В самой высокой точке этой драмы есть одиночество, которое нельзя нарушить, есть тайны, которых не выразить, во всяком случае в тот час, когда обычный человек обращается к людям. Никакими словами, кроме тех, простых слов, и отдаленно не передаешь весь ужас, царивший на Голгофе. Его никогда не перестанут описывать, а в сущности — и не начинали. Что можно сказать о конце, когда вырвались немыслимо отчетливые, немыслимо непонятные слова, на миг разверзлась не выдуманная, а настоящая бездна в единстве Троицы и Бог оставил Бога?[277] Нам этих слов не понять во всю вечность, которую они нам дали.

ПОКАЗАННЫЕ СВЕДЕНИЯ
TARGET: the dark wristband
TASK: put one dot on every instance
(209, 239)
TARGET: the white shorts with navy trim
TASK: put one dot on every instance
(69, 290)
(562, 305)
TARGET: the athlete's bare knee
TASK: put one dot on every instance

---

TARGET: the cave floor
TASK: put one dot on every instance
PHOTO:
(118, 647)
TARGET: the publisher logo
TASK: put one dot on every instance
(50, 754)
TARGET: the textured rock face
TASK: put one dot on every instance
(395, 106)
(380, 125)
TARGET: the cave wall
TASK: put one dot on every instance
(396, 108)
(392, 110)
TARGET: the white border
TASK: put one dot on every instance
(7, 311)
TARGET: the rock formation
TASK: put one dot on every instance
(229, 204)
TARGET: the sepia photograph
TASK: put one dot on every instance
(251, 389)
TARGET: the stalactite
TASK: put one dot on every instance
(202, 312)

ЗАДАЧИ ДЛЯ РЕШЕНИЯ
1: Какие слова во фрагменте о Голгофе написаны с прописной буквы, хотя стоят не в начале предложения? Назовите все.
2: Выпишите из фрагмента о Голгофе отрывок, начиная со слов «В самой высокой» и далее до слов «они нам дали.» включительно.
Записи никак не связаны с фрагментом о Голгофе.

ПОЛНЫЕ ОТВЕТЫ
1: «Голгофе», «Троицы», «Бог», «Бога».

2:
В самой высокой точке этой драмы есть одиночество, которое нельзя нарушить, есть тайны, которых не выразить, во всяком случае в тот час, когда обычный человек обращается к людям. Никакими словами, кроме тех, простых слов, и отдаленно не передаешь весь ужас, царивший на Голгофе. Его никогда не перестанут описывать, а в сущности — и не начинали. Что можно сказать о конце, когда вырвались немыслимо отчетливые, немыслимо непонятные слова, на миг разверзлась не выдуманная, а настоящая бездна в единстве Троицы и Бог оставил Бога?[277] Нам этих слов не понять во всю вечность, которую они нам дали.